[Texte à lire]
%%

Le 10 septembre 2007, R., un retraité, décide d'aller faire une promenade près de chez lui. Tragiquement, il ne revient jamais et on ne peut le retrouver. À compter de sa disparition, R. devient un absent au sens de l'article 84 du Code civil du Québec (C.C.Q.) et T., son ancienne conjointe de fait, sa légataire universelle et la liquidatrice de sa succession, est nommée tutrice à R. La présomption de vie établie à l'article 85 C.C.Q. oblige l'ancienne employeuse de R. à continuer de lui verser des prestations de retraite malgré sa disparition, car les modalités de son régime de retraite prévoient le versement de prestations jusqu'à son décès. Presque six ans après la disparition de R., ses restes sont découverts. Le décès a été consigné à l'acte de décès comme étant survenu le lendemain de sa disparition. L'ancienne employeuse de R. demande alors le remboursement du montant des prestations versées à R. entre le jour de sa disparition et la date du dernier versement. Le juge de première instance statue que les paiements faits après la date consignée de décès doivent être considérés comme indus — car les trois conditions auxquelles il doit être satisfait pour établir le bien-fondé d'une demande en réception de l'indu sont réunies — et peuvent faire l'objet de restitution. La Cour d'appel confirme pour l'essentiel la décision du juge de première instance.

Décision

M. le juge en chef Wagner et M. le juge Gascon, à l'opinion desquels souscrivent les juges Abella, Karakatsanis, Rowe et Martin: Le régime de retraite prévoit sans équivoque la cessation du versement des prestations à la date du décès réel de R., et non à la date à laquelle son décès est officiellement reconnu. Devant le sens clair du libellé du régime, R. n'avait pas droit à des prestations après le mois de son décès. La réfutation de la présomption de vie a fait disparaître rétroactivement le droit de R. aux prestations de retraite versées alors qu'il avait la qualité d'absent. Puisque le fondement juridique des paiements a disparu, la demande de l'ancienne employeuse de R. pour la restitution de l'indu en application de l'article 1491 C.C.Q. doit être accueillie: suivant une appréciation rétrospective, les paiements ont été faits par erreur et en l'absence de dette.

Selon le Code civil du Québec, l'absent est celui qui, alors qu'il a son domicile au Québec, cesse d'y paraître sans donner de nouvelles, et sans que l'on sache s'il vit encore. Le régime québécois actuel de l'absence est une innovation relativement récente et il marque un virage fondamental du droit québécois classique en la matière. L'absent n'est plus considéré comme n'étant ni vivant ni mort. L'article 85 C.C.Q. dispose plutôt que l'absent est présumé vivant durant les sept années qui suivent sa disparition, à moins que son décès ne soit prouvé avant l'expiration de ce délai, et il jouit de la pleine personnalité juridique durant cette période. Si la preuve du décès est faite à l'intérieur du délai de sept ans à compter de la disparition, auquel cas la présomption de vie est repoussée, les droits et les obligations qui reposent sur l'existence continue de l'absent alors qu'il est présumé vivant sont rétroactivement éteints à partir de la date réelle du décès.

%%

[Données fournies]

%%

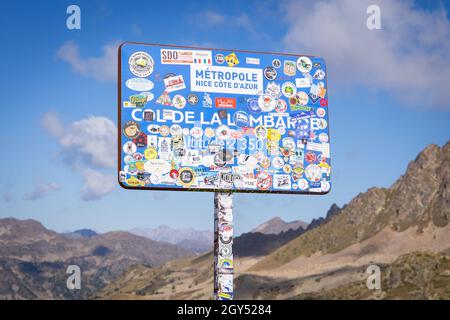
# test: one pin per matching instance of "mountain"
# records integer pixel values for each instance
(33, 259)
(277, 225)
(403, 229)
(82, 233)
(418, 199)
(195, 240)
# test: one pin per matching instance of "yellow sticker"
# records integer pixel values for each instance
(150, 153)
(273, 135)
(133, 181)
(186, 176)
(232, 59)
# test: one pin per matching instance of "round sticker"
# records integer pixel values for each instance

%%

[Consignes] Recopiez tel quel, s'il vous plaît, le passage du texte sur l'absence qui va de "M. le juge en" jusqu'à "l'absence de dette.". Ces enregistrements ne sont pas nécessaires.

[Réponse finale]
M. le juge en chef Wagner et M. le juge Gascon, à l'opinion desquels souscrivent les juges Abella, Karakatsanis, Rowe et Martin: Le régime de retraite prévoit sans équivoque la cessation du versement des prestations à la date du décès réel de R., et non à la date à laquelle son décès est officiellement reconnu. Devant le sens clair du libellé du régime, R. n'avait pas droit à des prestations après le mois de son décès. La réfutation de la présomption de vie a fait disparaître rétroactivement le droit de R. aux prestations de retraite versées alors qu'il avait la qualité d'absent. Puisque le fondement juridique des paiements a disparu, la demande de l'ancienne employeuse de R. pour la restitution de l'indu en application de l'article 1491 C.C.Q. doit être accueillie: suivant une appréciation rétrospective, les paiements ont été faits par erreur et en l'absence de dette.